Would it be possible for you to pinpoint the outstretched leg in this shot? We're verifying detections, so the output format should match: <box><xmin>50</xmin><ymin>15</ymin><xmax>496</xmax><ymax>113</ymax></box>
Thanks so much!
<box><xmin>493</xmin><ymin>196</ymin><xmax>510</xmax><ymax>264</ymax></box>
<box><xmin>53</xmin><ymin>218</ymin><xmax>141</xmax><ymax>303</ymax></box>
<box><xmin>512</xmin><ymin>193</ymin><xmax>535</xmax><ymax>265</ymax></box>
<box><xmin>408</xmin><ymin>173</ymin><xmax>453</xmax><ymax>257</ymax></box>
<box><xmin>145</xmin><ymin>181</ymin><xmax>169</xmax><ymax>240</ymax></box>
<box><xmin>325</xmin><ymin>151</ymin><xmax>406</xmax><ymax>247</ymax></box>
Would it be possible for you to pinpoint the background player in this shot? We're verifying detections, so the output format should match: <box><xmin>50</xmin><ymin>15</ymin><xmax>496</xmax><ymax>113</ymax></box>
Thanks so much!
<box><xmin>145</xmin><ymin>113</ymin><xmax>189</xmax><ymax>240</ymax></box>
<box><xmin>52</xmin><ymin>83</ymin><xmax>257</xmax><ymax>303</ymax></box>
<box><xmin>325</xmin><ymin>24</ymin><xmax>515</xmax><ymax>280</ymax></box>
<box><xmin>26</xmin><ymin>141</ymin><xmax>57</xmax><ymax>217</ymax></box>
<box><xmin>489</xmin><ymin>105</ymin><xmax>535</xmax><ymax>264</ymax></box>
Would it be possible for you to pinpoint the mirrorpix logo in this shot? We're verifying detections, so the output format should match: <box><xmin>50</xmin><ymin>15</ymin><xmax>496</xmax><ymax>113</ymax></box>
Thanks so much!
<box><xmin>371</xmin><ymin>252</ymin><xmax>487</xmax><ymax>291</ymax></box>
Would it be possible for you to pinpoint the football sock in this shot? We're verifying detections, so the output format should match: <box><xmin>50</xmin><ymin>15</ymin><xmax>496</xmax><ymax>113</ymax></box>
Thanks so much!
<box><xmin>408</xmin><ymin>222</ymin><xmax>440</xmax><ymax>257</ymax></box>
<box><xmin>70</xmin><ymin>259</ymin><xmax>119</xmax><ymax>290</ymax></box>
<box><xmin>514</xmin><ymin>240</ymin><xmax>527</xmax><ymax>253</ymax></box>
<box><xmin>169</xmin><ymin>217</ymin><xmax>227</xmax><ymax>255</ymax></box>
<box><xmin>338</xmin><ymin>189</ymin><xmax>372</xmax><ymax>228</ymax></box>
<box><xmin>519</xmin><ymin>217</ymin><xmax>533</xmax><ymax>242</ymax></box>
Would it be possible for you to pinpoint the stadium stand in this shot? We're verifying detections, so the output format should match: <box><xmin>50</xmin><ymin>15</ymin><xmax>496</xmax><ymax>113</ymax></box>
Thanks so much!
- - -
▸ GIVEN INSTRUCTION: Lay out, as a Markdown table, the part of the entries above that opens with the line containing "Would it be possible for you to pinpoint the stadium" and closes at the end of the entries. Use the columns No. and Line, giving each line its row number and leaving out any blank lines.

▸ ANSWER:
| No. | Line |
|---|---|
| 1 | Would it be possible for you to pinpoint the stadium stand in this shot? We're verifying detections, so the output format should match: <box><xmin>50</xmin><ymin>15</ymin><xmax>496</xmax><ymax>113</ymax></box> |
| 2 | Thanks so much! |